[Pointing records]

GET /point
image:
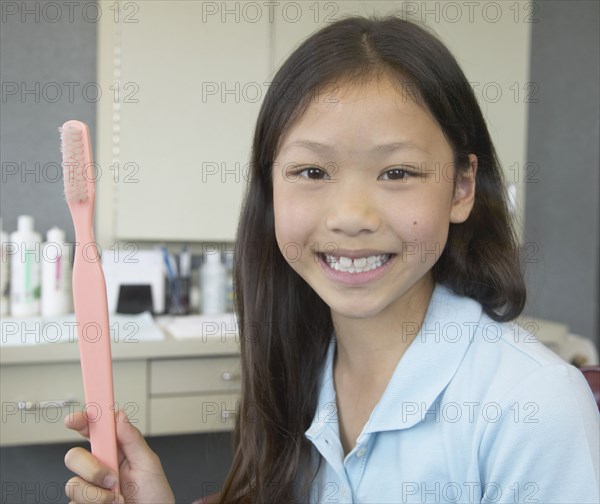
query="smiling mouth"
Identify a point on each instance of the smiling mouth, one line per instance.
(358, 265)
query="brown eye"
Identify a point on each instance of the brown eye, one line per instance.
(397, 174)
(312, 173)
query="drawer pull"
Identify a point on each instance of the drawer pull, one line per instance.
(227, 376)
(42, 405)
(227, 414)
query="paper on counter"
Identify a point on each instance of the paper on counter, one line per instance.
(23, 331)
(201, 326)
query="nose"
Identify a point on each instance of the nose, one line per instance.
(352, 211)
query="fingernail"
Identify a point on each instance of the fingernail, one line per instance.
(109, 481)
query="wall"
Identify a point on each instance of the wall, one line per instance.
(561, 209)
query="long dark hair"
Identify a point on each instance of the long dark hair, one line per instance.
(284, 326)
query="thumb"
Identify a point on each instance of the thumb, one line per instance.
(132, 443)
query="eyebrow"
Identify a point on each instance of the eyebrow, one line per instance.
(320, 148)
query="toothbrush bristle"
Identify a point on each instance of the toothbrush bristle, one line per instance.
(74, 164)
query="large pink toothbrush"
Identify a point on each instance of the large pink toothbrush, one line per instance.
(89, 293)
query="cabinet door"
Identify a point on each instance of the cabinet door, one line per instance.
(37, 397)
(186, 85)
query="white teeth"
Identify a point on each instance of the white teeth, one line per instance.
(359, 265)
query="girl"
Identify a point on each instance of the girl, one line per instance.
(376, 272)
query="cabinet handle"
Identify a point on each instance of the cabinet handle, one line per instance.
(227, 376)
(227, 414)
(42, 405)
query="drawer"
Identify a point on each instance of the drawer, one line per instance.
(194, 375)
(190, 414)
(37, 398)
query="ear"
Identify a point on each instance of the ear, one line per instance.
(464, 192)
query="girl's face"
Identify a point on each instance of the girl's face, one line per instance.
(363, 189)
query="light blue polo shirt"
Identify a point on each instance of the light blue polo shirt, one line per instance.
(475, 412)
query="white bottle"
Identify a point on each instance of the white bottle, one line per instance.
(57, 298)
(4, 274)
(213, 281)
(25, 269)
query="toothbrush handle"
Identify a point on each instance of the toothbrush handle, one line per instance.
(93, 331)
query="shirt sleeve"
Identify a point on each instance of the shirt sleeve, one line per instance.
(541, 443)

• PROBLEM DETAILS: Without the pictures, extract every entry verbatim.

• WRITTEN REPLY:
GET /point
image:
query="smiling mouth"
Identify a point on each instance of the smiling mouth, one line per instance.
(358, 265)
query="brown eye"
Identify a point on each instance of the brown eye, one line per instance.
(397, 174)
(312, 173)
query="drawer pull"
Identify a point on each instance of the drawer pull, one line per instance.
(227, 376)
(42, 405)
(227, 414)
query="paper on counter"
Identify a point on each instance of the paper on counter, one line per instance.
(23, 331)
(201, 326)
query="nose"
Identify a point on each instance of the nose, one line per instance.
(352, 211)
query="fingernail"
Identify a point on each instance of the fingernail, one line per instance.
(109, 481)
query="wall"
Identify a point on each instance of the wall, one line per instance.
(561, 209)
query="long dark hair"
Identify a point on each instance of the long dark hair, one line per instance.
(284, 326)
query="thumb"
Identify a point on each instance of the thumb, one line per instance.
(132, 443)
query="eyebrow"
Identify a point on each instance of the eyebrow, one line per instance.
(320, 148)
query="toothbrush bristle"
Identify a point on each instance of the toothbrush bristle, one line per instance.
(74, 164)
query="large pink toothbrush"
Identify a point on each instance of the large pink toothbrush, one line per instance.
(89, 293)
query="cabinet door"
Identify a point on each instance of the cabinet door, one line per instance.
(37, 397)
(186, 85)
query="white teeth"
Identify a point on each instance of the white teeth, one line per instance.
(359, 265)
query="girl"
Identify a point on each instance of the girl, one line per instance.
(376, 272)
query="cabinet handle"
Identify a point on each instance of the cabinet handle, one line per instance.
(227, 376)
(227, 414)
(42, 405)
query="drawer"
Identify a point on each instance of the drawer, one line per instance.
(194, 375)
(190, 414)
(37, 398)
query="ear"
Identify a point on each instance of the ear, one line per instance.
(464, 192)
query="girl's face"
Identify a point on each instance of the girl's face, one line per instance.
(363, 189)
query="light blue polo shirt"
Identify a point on each instance of the light blue polo shirt, one line per instance.
(475, 412)
query="white bottle"
Identify a point on each instance of the white bottle, one line per instance.
(57, 298)
(4, 274)
(213, 281)
(25, 269)
query="toothbrush handle"
Identify a point on each instance of the toothbrush handle, one line per instance.
(93, 331)
query="shirt sleeve"
Identify a point on each instance of the shirt sleeve, one line per instance.
(541, 443)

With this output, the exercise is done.